Given information:
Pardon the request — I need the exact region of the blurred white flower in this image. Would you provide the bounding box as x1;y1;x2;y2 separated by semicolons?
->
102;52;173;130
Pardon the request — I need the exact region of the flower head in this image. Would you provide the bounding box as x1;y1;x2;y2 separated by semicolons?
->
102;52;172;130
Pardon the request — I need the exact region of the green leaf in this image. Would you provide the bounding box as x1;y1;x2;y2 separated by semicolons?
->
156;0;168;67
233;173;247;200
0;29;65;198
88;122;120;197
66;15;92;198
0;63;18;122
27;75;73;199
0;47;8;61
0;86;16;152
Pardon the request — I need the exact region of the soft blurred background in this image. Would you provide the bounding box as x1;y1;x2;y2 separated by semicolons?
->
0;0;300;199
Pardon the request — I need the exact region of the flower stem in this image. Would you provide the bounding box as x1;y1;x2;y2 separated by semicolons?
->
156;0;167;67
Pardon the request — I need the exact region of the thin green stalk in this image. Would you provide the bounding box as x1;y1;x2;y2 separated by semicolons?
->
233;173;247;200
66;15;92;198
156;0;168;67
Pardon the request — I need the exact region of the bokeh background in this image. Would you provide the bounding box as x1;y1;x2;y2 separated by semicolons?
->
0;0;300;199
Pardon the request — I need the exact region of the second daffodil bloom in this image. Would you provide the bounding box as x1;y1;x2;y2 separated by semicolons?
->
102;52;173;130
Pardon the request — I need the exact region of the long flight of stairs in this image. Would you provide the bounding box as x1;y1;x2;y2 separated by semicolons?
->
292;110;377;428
==
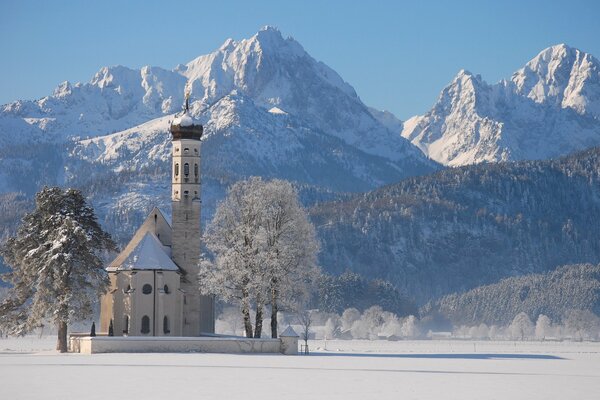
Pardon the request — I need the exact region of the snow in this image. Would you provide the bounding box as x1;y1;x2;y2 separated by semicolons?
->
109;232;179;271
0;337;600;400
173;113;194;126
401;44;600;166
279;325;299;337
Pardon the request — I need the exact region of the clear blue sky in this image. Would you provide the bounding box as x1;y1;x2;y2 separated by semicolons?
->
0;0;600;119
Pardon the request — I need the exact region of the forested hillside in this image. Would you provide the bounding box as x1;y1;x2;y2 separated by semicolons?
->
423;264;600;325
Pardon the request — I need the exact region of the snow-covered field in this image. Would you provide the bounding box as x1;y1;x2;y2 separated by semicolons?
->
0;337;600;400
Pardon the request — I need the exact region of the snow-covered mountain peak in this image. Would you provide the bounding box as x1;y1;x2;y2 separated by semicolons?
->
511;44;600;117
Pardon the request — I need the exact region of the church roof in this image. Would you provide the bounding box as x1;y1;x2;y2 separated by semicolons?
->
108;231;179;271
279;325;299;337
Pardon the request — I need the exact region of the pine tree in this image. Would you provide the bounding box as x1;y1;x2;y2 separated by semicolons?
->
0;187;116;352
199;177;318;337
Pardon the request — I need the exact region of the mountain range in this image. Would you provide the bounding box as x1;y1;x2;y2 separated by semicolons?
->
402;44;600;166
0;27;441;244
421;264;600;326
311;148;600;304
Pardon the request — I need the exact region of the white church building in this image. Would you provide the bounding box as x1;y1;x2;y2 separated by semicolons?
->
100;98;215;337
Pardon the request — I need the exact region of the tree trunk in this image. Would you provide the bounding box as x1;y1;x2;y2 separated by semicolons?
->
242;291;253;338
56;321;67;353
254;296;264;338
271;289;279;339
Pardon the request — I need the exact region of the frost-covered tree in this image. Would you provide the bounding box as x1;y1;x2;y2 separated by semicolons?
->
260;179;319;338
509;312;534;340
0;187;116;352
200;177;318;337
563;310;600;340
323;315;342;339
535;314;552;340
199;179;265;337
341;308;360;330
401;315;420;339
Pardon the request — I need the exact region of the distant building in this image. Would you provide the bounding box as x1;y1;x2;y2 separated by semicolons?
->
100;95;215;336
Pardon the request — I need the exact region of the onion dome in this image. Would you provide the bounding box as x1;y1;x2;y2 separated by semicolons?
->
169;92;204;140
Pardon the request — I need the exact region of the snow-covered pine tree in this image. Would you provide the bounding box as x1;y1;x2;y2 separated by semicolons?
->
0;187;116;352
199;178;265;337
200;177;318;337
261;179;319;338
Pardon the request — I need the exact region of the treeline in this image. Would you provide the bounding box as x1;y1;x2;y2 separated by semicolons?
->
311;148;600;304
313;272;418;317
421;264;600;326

What is being asked: Quote verbatim every line from the line with "the flower head" to the line with "0;86;16;152", including both of those lines.

Task response:
Pardon the request — I need the exact region of the flower head in this image. Would you provide the bounding box as x1;y1;x2;y2 separated by semicolons?
->
102;52;172;130
Pardon the request — I need the exact region of the green leaf in this image. Would you provide the bounding box as x1;y1;x2;y2 separated by semicolons?
->
156;0;168;67
233;173;247;200
0;29;65;198
88;122;120;197
66;15;92;198
0;63;18;122
27;75;73;199
0;47;8;61
0;86;16;152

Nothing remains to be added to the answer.